Reading text
The selected and trained neural network will supply answers to 
questions like: What are the alleles and SNP patterns of 
importance to contacting breast cancer? What is the probability 
that person possessed of some subset or superset of these important 
alleles and will contact breast cancer? If a patient already shows 
the problem e.g., breast cancer then what is the prognosis of 
remission? of reoccurrence? of death? What change in this 
probability, if any, would result if this person's weight was less? 
Moreover, a properly selected and trained neural network will 
likely supply a better answer to these (limited) questions than any 
human physician on earth. 

If the answers to the questions posed the selected and trained 
neural network in respect of the alleles and/or SNP pattern data of 
an individual patient are that the patient "has small likelihood of 
any problem", then that can be the end of the inquiry. However, if 
the answers to the questions posed are that the "patient has high 
likelihood of contacting a disease, or a protracted and/or more 
severe evolution of a disease already detected", then the inquiry 
must go on.

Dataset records
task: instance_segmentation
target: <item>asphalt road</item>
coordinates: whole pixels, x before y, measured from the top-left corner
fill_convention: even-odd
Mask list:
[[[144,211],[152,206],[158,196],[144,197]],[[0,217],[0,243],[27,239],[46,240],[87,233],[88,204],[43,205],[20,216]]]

Required work
Can you print the full neural network passage word for word?

Solved exercise
The selected and trained neural network will supply answers to 
questions like: What are the alleles and SNP patterns of 
importance to contacting breast cancer? What is the probability 
that person possessed of some subset or superset of these important 
alleles and will contact breast cancer? If a patient already shows 
the problem e.g., breast cancer then what is the prognosis of 
remission? of reoccurrence? of death? What change in this 
probability, if any, would result if this person's weight was less? 
Moreover, a properly selected and trained neural network will 
likely supply a better answer to these (limited) questions than any 
human physician on earth. 

If the answers to the questions posed the selected and trained 
neural network in respect of the alleles and/or SNP pattern data of 
an individual patient are that the patient "has small likelihood of 
any problem", then that can be the end of the inquiry. However, if 
the answers to the questions posed are that the "patient has high 
likelihood of contacting a disease, or a protracted and/or more 
severe evolution of a disease already detected", then the inquiry 
must go on.